Reading text:

So, John, I am sorry you feel cheated. I don't. As I said in reply to you at my website, I have not put forward my full argument. There is no reason to put it forward yet if this part is junk. Is what I wrote to Christopher Hitchens junk? How? And how is that original essay a paean to cowardice?

Again, you need not ever reply to this. If you want, I permit you to end here. I am not looking to win; I am not looking for anything. You asked me what my basis for Christian belief was, and this is the beginning of my answer.

And I am sorry, truly sorry, if you think you've wasted time. As I said back at my place, my interaction with you -- and everyone here -- is the sort of relationship I consider "life changing."

Thank you, again, for not only taking me seriously, but for treating me with critical kindness.

Peace to you,

Bill Gnade

PS. Will, I appreciate that you've taken the time to interact with what I am doing; your kind defense is noted. As I've said to you before (in an email I hope you received), you are gifted. Pace.

Bill Gnade said...

Provided records:
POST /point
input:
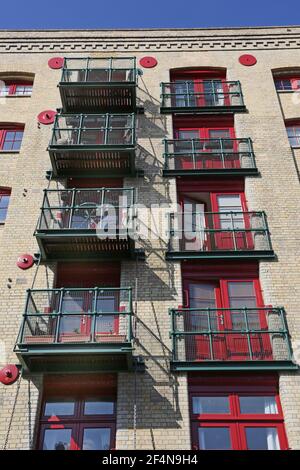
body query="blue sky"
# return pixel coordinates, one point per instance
(85, 14)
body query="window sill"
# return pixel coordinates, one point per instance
(288, 91)
(16, 96)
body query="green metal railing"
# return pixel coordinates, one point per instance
(206, 232)
(108, 209)
(93, 130)
(241, 334)
(208, 154)
(201, 94)
(67, 315)
(99, 70)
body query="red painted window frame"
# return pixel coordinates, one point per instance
(9, 128)
(4, 192)
(78, 393)
(245, 239)
(234, 387)
(198, 76)
(89, 275)
(222, 301)
(293, 124)
(293, 78)
(13, 84)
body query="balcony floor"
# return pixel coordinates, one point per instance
(109, 357)
(212, 171)
(92, 161)
(178, 366)
(203, 110)
(78, 244)
(253, 254)
(98, 97)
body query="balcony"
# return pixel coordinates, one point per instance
(195, 235)
(68, 330)
(233, 339)
(207, 96)
(86, 224)
(93, 145)
(99, 84)
(196, 157)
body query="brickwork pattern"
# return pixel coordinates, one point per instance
(152, 407)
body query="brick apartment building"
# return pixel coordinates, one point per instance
(185, 340)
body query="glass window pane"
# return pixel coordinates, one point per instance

Required tasks:
**A.** Reproduce the passage of the reply to John from "So, John, I" to "with critical kindness." word for word.
**B.** Carry the reply to John forward, picking up right after its final line.
The entries have no connection to the reply to John.

Responses:
**A.**
So, John, I am sorry you feel cheated. I don't. As I said in reply to you at my website, I have not put forward my full argument. There is no reason to put it forward yet if this part is junk. Is what I wrote to Christopher Hitchens junk? How? And how is that original essay a paean to cowardice?

Again, you need not ever reply to this. If you want, I permit you to end here. I am not looking to win; I am not looking for anything. You asked me what my basis for Christian belief was, and this is the beginning of my answer.

And I am sorry, truly sorry, if you think you've wasted time. As I said back at my place, my interaction with you -- and everyone here -- is the sort of relationship I consider "life changing."

Thank you, again, for not only taking me seriously, but for treating me with critical kindness.

**B.**
Dear Paul01,

I have no problem with what you've written. Should I? Maybe I should, but I don't see why I should. Do you care to elaborate?

Peace to you,

Bill Gnade

Gribble The Munchkin said...

Bill

Your arguements are very interesting and i could happily spend an hour or two talking about them with you and coming up with all kind of odd results, but at the end of the day, while you haven't written anything wrong you also haven't written anything remotely useful.

Under the system of doubt of all things and lack of proof of existence of even the self, anything and everything becomes possible and undisprovable. Hence i can tell you that a giant talking banana has just handed me a landmine and told me to use it as an ear plug and your arguement is forced to accept my statment just as seriously as any other.

Reason and empiricism are based on certain faith based statements, true. to whit
1) i exist
2) what i percieve is probably true you probably exist too
3) I perceive you so you probably exist too
4) i should verify that 2 and 3 are correct by asking if you percieve what i percieve

From here we build up a world by testing what we percieve against what we want to believe. When the two add up, hurrah, its real. When the two don't add up, boohoo, the beliefs are probably wrong.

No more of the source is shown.